Beneath this instruction is a listing. Transcribe from it only the stretch from the line with "Target: hillside village" through the line with "Target: tree", both end lines included, exactly as written.

↓↓↓

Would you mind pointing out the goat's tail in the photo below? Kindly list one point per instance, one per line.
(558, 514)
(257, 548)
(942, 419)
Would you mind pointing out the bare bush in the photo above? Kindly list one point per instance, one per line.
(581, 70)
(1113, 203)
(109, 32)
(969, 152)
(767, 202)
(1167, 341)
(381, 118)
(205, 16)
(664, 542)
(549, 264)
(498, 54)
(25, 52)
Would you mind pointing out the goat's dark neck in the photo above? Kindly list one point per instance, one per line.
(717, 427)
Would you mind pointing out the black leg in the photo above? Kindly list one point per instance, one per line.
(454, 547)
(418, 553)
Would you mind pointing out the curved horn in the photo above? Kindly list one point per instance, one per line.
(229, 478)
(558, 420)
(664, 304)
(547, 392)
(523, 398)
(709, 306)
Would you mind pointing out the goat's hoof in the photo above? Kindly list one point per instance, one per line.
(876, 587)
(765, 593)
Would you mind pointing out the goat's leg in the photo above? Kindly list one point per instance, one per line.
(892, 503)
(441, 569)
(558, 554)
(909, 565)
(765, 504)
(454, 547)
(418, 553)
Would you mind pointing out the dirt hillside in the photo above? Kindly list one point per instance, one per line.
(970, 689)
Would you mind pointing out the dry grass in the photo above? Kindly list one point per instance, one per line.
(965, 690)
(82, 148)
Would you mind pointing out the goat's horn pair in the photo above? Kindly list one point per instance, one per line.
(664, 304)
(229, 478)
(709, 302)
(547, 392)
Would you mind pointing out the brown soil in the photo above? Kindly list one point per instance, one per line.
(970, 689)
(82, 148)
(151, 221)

↑↑↑
↓↓↓

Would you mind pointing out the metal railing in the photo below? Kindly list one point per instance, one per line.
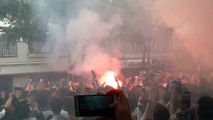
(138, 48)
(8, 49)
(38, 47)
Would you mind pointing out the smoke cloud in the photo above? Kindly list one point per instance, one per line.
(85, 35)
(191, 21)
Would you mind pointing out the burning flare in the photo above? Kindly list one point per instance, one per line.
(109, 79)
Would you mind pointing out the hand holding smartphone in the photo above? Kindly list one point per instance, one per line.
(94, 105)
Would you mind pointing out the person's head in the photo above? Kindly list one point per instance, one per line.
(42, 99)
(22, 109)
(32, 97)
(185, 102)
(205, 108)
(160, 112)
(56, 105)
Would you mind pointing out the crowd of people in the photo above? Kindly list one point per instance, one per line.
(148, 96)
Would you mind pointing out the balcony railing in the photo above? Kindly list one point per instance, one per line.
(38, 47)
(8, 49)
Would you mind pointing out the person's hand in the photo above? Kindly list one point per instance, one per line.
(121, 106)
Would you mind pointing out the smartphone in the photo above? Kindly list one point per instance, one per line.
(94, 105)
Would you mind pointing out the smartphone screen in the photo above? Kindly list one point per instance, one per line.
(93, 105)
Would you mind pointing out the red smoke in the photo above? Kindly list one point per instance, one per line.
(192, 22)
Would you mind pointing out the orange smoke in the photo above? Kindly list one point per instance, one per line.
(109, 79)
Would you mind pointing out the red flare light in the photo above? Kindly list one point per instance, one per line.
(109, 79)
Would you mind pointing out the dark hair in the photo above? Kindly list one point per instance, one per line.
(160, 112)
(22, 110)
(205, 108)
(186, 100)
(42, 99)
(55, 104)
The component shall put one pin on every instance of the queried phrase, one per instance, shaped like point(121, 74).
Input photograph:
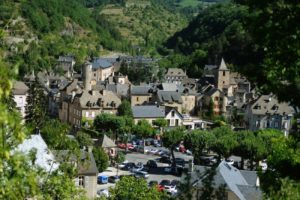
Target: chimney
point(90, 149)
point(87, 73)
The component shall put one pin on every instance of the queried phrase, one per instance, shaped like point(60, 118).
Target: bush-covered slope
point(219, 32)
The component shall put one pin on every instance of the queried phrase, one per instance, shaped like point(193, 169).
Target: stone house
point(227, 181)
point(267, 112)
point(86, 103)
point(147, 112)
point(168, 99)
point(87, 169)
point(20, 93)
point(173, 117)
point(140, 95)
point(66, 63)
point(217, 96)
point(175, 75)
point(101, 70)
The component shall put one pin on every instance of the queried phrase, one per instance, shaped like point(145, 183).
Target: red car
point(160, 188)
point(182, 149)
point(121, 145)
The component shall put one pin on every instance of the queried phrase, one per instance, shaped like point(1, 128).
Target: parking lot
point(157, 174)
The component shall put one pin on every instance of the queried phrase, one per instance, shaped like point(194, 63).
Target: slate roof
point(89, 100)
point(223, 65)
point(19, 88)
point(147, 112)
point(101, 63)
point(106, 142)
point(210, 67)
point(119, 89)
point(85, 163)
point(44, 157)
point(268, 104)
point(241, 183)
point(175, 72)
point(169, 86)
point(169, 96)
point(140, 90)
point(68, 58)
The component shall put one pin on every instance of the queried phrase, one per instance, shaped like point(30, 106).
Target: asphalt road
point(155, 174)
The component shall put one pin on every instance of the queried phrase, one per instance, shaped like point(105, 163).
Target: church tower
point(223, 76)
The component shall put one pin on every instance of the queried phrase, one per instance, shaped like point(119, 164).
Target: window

↑↑↑
↓↓↓

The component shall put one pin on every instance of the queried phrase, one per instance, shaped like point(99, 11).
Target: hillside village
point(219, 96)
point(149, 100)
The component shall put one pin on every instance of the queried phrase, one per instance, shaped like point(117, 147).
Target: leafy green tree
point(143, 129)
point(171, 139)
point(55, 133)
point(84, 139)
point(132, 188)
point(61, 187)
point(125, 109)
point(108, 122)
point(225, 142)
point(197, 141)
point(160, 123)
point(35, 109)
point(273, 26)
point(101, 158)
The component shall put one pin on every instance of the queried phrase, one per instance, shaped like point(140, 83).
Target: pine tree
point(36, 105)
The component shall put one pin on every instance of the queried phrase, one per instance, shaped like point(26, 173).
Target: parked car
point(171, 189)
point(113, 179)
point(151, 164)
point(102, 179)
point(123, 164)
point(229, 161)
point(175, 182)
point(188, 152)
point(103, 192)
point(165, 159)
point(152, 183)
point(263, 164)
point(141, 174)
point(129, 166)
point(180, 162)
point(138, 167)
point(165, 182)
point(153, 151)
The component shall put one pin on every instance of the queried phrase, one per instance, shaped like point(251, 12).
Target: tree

↑↑↑

* Answer to the problem *
Target: hillside village
point(219, 96)
point(149, 100)
The component shall put one pin on every instance of the queried phrase, one per instance, shaped like point(117, 147).
Target: leafy green tree
point(143, 129)
point(171, 139)
point(55, 133)
point(84, 139)
point(132, 188)
point(61, 187)
point(125, 109)
point(108, 122)
point(225, 142)
point(197, 141)
point(160, 123)
point(35, 109)
point(273, 26)
point(101, 158)
The component shall put one pin on every instance of the queried phrase, one per instance, shaped like point(140, 83).
Target: pine tree
point(36, 105)
The component shall put one pin on every instance of the queried phrase, one per instance, shaped like point(26, 173).
Target: parked car
point(171, 189)
point(113, 179)
point(151, 164)
point(102, 179)
point(123, 164)
point(229, 161)
point(175, 182)
point(188, 152)
point(103, 192)
point(165, 159)
point(152, 183)
point(263, 164)
point(141, 174)
point(129, 166)
point(180, 162)
point(138, 167)
point(165, 182)
point(153, 151)
The component shall put one pin on every instance of the queried phrase, one per instance, shaped like point(251, 12).
Target: tree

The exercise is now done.